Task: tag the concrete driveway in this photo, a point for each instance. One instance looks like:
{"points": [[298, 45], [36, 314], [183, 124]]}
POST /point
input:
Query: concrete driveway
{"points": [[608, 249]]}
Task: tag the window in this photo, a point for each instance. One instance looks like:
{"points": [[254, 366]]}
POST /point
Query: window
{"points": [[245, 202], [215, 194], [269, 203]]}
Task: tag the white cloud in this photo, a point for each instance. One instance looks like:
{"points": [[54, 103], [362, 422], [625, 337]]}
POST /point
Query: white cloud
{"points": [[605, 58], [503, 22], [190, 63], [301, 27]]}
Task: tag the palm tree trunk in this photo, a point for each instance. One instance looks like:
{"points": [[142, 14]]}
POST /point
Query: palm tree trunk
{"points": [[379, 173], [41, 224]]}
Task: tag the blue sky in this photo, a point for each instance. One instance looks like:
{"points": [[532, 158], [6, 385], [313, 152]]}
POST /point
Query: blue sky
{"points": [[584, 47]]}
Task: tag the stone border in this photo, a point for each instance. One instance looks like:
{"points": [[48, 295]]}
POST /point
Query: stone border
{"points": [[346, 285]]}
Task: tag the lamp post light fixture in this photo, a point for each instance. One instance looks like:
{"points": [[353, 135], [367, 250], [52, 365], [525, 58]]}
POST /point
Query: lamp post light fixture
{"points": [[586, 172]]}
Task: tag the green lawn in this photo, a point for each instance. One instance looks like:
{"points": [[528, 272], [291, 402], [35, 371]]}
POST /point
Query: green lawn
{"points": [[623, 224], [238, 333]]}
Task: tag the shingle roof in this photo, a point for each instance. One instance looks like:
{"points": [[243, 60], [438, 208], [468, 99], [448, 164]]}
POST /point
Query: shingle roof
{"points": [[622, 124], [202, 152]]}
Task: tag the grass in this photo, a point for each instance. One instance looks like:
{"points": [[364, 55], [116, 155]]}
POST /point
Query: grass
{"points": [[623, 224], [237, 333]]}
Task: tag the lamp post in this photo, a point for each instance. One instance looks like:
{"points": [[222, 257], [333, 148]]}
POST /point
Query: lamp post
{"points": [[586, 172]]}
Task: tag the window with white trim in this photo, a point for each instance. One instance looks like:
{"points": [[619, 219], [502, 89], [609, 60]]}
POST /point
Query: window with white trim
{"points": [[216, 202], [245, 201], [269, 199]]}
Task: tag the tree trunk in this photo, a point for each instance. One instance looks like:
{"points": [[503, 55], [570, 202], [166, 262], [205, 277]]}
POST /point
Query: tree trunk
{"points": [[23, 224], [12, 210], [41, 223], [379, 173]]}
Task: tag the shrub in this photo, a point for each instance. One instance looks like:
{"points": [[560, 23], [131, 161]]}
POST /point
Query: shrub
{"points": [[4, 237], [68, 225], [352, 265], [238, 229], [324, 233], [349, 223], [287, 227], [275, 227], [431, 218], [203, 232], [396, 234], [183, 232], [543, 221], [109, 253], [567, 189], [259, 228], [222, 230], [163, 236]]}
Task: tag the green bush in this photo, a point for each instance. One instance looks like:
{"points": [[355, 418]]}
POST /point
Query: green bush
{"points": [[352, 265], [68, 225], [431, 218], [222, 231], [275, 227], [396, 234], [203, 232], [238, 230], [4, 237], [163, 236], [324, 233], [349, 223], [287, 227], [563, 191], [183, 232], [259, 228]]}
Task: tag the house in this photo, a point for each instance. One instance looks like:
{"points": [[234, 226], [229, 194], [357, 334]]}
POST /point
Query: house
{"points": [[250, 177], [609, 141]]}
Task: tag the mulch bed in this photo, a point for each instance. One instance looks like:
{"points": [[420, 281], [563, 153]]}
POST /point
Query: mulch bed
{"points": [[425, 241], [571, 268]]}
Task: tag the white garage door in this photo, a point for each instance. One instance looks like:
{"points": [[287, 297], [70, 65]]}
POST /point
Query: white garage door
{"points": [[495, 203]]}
•••••
**WHAT YOU NEED TO DO**:
Rewrite the entries from the line containing "Task: tag the mulch" through the last of the entries, inclusive, replacing "mulch bed" with "flower bed" and leaving all else unchanged.

**OUTPUT FOR THIS TASK**:
Task: tag the flower bed in this photo, a point for each instance. One instance looks like:
{"points": [[420, 281], [563, 153]]}
POST /point
Query: flower bed
{"points": [[425, 241], [571, 268]]}
Task: tag the white garage door in this photo, a point for each instance. One instance looks like:
{"points": [[287, 297], [70, 65]]}
POST /point
Query: white garage door
{"points": [[495, 203]]}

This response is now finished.